**练习任务:**
A – 判断下列说法是否与这篇题解相符:(i)作者认为这可能是自己第一套完整做完的省选题;(ii)作者先把数组倒过来,再求出sa和ht;(iii)作者用线段树维护rank。每项回答“是”或“否”,并引用题解中起决定作用的原句。
B – 请一字不改地返回这篇题解中从“T1:题意对于一列数,求对于每个1~i求有多少不同的子串。”起、到“所以只要用树状数组维护rank,然后st表求LCP即可。”止(含该处)的文字。

**阅读文本:**
[SDOIday2]bzoj4516~4518 - cool's Blog

[SDOIday2]bzoj4516~4518

cool posted @ 2016年4月23日 18:48 in 比赛 , 449 阅读

貌似是第一套完整做完的省选题(太弱了)

T1:题意对于一列数,求对于每个1~i求有多少不同的子串。

容易想到可以用后缀数组求一个字符串有几个不同子串。

所以可以先将数组倒一下,然后求出sa,ht。

假设我们已求出i~n的答案,当我算i-1的时候,重复的子串显然就是(i-1)和i~n的中最大的LCP。

所以只要用树状数组维护rank,然后st表求LCP即可。

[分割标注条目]
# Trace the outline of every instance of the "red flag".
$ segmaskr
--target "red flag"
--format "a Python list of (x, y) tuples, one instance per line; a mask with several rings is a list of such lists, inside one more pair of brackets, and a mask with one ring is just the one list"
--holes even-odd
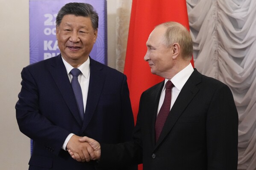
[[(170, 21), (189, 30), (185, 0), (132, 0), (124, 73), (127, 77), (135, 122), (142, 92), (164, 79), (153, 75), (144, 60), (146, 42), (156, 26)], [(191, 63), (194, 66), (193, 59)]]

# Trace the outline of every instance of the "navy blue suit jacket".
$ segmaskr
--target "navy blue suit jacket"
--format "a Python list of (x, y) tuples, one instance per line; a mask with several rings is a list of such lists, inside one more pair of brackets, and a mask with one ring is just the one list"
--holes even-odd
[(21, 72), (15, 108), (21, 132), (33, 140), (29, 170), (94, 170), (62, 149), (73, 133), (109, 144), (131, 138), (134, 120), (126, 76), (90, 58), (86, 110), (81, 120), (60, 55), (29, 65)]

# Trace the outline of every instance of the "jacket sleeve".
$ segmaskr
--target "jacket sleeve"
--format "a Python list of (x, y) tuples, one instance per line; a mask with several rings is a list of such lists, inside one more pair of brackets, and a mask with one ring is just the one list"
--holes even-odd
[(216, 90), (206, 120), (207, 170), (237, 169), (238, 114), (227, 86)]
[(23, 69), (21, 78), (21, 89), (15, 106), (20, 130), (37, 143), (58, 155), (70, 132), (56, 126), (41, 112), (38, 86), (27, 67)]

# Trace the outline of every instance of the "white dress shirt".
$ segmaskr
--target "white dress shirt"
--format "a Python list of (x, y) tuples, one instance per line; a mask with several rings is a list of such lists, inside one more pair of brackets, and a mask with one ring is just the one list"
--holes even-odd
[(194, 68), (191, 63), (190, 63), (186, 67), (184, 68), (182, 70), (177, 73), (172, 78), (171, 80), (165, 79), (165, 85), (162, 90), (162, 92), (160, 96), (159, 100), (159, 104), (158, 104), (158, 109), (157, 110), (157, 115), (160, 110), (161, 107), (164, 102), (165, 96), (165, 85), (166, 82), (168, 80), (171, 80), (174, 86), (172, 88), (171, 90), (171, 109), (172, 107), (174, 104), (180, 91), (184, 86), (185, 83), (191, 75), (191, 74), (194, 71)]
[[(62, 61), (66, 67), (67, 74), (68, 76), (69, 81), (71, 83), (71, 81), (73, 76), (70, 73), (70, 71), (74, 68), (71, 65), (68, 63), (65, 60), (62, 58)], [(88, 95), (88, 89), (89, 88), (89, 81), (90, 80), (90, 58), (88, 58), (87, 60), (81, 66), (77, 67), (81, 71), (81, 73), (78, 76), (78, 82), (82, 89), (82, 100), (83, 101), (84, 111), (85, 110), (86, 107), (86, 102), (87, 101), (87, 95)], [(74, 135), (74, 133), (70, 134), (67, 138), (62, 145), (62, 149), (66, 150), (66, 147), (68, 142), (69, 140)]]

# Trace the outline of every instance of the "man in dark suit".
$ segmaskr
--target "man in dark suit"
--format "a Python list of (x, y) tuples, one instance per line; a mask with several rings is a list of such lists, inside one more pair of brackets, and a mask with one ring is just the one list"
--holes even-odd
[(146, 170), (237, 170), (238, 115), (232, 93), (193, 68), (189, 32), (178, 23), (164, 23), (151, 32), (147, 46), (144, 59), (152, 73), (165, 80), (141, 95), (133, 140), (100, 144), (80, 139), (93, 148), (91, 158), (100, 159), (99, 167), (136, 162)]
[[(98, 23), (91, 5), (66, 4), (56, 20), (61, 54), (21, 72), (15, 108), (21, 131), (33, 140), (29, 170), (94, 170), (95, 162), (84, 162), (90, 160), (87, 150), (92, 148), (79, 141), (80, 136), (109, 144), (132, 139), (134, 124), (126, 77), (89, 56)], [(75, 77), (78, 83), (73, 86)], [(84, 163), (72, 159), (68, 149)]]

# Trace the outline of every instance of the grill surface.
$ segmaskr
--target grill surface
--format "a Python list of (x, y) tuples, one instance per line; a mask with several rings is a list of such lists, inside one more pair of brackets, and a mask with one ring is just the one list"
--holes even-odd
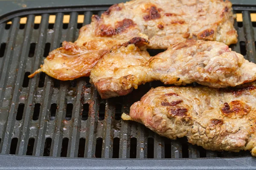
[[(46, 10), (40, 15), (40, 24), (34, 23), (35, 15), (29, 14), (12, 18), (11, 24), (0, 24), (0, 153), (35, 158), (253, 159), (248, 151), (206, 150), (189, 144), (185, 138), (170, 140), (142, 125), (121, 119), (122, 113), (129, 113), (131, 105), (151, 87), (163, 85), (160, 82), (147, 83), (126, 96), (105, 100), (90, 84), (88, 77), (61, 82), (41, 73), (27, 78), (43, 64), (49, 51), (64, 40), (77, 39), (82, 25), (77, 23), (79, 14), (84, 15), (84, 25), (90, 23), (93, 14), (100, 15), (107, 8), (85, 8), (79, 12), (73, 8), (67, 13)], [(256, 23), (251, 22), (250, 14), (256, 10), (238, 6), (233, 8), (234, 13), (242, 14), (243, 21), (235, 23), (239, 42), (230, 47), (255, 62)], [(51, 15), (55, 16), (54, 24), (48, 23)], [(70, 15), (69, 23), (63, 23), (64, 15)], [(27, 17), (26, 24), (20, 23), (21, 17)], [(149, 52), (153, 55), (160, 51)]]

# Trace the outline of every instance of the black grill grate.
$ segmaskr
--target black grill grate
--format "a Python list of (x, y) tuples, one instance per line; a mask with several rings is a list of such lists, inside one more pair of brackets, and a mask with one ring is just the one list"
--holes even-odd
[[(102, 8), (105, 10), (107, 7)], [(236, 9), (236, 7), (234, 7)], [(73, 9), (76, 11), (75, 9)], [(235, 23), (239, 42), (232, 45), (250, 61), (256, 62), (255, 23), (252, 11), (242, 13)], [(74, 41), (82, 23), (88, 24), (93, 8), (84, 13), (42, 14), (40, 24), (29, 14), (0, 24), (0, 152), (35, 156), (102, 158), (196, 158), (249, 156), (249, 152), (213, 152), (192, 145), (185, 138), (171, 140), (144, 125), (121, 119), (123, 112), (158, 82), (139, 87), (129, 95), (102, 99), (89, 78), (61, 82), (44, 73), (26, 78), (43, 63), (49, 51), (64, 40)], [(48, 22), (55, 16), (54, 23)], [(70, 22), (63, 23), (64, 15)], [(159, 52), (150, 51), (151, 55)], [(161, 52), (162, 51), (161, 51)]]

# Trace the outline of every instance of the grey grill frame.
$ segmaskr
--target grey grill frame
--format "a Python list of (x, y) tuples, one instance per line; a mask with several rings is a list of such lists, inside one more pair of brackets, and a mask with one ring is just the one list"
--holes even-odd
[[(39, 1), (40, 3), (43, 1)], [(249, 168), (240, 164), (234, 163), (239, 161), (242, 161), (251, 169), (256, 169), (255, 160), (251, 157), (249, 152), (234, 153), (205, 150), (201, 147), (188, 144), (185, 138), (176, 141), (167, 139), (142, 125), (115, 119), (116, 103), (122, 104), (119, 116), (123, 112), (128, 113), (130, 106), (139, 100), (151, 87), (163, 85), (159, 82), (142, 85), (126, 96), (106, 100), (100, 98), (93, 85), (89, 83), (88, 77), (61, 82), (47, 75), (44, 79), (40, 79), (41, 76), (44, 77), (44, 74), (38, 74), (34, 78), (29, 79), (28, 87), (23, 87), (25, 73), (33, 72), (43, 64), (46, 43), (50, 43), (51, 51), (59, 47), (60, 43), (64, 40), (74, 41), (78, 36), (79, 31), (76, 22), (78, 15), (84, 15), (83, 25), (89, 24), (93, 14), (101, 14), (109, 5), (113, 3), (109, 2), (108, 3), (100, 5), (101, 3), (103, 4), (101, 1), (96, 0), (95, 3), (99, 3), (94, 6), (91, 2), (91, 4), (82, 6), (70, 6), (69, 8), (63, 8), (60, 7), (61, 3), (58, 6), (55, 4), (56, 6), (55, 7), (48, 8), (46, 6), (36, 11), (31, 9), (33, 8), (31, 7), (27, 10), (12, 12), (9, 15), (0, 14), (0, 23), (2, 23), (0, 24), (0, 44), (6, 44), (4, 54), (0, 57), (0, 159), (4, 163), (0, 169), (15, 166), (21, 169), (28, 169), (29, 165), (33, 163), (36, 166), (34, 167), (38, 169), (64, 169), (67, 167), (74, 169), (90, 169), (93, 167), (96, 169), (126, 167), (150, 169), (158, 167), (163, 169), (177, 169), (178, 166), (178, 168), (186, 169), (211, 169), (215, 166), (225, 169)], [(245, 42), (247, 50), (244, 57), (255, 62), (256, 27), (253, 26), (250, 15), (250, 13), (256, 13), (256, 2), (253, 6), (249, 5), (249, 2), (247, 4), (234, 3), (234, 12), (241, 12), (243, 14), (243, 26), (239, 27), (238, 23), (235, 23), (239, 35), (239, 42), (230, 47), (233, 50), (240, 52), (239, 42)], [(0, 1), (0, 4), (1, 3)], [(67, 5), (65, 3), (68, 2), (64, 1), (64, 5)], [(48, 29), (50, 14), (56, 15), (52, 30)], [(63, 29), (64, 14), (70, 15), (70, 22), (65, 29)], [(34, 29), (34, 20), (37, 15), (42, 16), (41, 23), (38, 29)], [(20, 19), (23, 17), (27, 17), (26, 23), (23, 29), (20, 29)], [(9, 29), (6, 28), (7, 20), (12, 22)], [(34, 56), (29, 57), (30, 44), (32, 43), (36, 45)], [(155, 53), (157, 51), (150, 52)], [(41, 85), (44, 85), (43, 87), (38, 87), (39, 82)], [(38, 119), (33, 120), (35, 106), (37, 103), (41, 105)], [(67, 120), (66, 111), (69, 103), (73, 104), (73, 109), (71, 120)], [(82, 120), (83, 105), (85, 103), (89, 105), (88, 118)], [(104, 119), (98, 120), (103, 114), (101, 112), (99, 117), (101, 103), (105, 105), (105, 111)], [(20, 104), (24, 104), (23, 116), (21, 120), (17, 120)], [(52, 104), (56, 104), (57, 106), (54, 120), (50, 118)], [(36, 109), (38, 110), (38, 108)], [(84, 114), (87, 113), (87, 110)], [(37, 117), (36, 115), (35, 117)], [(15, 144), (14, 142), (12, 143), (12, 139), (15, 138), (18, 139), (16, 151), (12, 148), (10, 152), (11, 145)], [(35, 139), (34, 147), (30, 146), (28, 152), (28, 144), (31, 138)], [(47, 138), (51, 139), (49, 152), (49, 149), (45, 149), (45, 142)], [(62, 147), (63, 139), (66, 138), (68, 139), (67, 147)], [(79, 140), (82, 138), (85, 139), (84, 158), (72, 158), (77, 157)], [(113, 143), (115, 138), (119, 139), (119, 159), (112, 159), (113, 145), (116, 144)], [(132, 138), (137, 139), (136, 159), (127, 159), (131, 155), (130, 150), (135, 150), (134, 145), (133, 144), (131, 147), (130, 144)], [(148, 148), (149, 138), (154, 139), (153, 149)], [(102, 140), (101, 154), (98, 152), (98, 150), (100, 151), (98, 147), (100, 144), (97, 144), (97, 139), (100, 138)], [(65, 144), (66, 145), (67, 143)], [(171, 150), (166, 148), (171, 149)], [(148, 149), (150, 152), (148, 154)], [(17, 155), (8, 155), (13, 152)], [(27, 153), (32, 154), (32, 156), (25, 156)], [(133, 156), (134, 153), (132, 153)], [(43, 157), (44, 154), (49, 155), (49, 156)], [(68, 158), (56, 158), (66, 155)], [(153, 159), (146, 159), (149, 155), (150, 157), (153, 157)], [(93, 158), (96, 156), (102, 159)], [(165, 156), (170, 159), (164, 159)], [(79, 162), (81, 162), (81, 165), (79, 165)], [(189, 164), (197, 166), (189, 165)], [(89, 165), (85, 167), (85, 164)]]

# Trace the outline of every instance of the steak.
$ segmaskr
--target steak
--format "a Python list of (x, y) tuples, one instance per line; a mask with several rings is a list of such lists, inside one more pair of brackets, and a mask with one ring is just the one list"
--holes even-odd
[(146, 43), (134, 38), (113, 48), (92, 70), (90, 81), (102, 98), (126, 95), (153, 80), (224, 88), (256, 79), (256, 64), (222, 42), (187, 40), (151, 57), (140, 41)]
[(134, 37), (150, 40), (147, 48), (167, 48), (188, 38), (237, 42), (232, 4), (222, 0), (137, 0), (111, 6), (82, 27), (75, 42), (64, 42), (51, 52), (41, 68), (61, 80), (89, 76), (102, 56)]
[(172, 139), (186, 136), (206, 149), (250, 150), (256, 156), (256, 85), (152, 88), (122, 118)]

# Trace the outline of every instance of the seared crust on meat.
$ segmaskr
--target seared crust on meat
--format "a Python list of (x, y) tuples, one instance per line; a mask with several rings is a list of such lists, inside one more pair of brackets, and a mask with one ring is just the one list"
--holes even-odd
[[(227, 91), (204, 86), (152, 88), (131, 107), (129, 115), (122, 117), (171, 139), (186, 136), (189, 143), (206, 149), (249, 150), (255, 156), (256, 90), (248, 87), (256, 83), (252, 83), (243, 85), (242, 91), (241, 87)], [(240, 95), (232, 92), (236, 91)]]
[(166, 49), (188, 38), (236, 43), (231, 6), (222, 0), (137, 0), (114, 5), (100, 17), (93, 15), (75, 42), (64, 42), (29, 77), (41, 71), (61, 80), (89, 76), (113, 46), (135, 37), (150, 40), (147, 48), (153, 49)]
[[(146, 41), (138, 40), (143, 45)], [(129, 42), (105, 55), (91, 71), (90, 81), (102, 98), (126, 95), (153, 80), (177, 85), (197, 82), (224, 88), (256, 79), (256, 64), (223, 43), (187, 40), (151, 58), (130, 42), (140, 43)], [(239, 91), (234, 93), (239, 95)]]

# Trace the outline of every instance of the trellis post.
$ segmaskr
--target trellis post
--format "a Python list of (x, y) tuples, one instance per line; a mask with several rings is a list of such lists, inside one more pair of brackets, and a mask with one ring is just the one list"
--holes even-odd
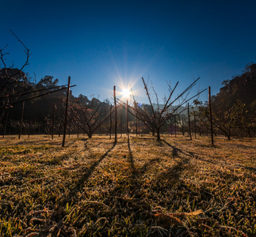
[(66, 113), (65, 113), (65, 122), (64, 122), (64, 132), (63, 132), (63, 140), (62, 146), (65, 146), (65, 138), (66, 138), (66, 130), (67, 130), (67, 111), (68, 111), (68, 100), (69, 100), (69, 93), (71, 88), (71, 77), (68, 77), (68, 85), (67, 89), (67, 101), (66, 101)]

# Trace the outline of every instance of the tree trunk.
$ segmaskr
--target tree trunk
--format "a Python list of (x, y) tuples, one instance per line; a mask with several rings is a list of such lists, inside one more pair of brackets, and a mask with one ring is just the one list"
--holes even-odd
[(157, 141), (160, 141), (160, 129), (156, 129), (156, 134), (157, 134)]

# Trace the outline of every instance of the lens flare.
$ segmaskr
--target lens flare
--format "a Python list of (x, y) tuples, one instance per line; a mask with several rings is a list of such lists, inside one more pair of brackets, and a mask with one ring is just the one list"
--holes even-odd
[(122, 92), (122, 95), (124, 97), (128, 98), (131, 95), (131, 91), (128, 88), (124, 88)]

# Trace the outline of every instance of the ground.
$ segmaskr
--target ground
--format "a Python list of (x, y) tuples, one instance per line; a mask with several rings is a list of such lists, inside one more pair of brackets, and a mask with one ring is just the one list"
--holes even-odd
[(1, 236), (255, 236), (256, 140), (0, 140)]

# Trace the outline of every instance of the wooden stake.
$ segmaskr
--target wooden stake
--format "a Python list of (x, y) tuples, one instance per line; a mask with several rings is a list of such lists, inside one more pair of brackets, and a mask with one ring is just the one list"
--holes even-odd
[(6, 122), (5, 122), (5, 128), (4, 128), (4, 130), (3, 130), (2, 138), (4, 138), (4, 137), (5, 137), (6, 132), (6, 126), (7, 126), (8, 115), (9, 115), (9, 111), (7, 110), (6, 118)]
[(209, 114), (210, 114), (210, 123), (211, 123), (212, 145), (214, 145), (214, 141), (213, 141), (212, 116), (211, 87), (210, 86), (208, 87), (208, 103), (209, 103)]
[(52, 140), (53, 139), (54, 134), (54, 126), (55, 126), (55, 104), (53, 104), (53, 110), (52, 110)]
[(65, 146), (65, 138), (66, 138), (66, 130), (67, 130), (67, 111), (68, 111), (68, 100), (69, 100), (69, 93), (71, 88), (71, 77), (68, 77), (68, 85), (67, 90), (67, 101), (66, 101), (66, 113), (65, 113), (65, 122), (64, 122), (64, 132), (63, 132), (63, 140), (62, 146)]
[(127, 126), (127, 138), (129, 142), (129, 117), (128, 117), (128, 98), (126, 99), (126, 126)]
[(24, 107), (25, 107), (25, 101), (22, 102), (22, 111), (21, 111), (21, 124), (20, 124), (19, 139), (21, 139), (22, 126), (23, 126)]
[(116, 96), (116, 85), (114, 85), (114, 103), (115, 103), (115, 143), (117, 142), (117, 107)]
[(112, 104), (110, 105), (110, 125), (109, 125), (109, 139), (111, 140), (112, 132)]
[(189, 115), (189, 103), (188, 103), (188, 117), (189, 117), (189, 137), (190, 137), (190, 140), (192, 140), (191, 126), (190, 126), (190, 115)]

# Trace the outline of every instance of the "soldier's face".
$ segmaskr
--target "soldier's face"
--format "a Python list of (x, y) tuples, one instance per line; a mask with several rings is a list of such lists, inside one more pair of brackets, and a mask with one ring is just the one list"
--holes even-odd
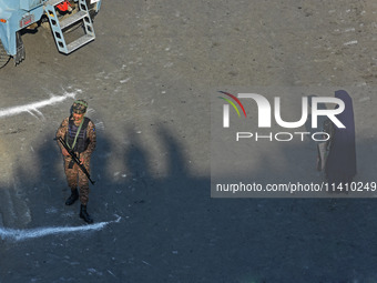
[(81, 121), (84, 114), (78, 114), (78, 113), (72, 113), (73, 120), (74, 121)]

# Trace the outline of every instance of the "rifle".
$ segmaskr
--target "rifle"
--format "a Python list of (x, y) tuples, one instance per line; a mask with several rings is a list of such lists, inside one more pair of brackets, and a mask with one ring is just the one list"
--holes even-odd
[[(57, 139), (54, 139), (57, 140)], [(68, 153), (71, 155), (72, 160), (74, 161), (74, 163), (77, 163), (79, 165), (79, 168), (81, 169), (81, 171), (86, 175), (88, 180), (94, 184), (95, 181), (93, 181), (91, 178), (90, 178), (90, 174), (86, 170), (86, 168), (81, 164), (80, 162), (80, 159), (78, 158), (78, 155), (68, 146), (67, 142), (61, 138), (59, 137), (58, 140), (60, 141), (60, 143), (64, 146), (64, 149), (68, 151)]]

**练习答案:**
A –
(i)是:“貌似是第一套完整做完的省选题(太弱了)”
(ii)是:“所以可以先将数组倒一下,然后求出sa,ht。”
(iii)否:“所以只要用树状数组维护rank,然后st表求LCP即可。”

B –
T1:题意对于一列数,求对于每个1~i求有多少不同的子串。

容易想到可以用后缀数组求一个字符串有几个不同子串。

所以可以先将数组倒一下,然后求出sa,ht。

假设我们已求出i~n的答案,当我算i-1的时候,重复的子串显然就是(i-1)和i~n的中最大的LCP。

所以只要用树状数组维护rank,然后st表求LCP即可。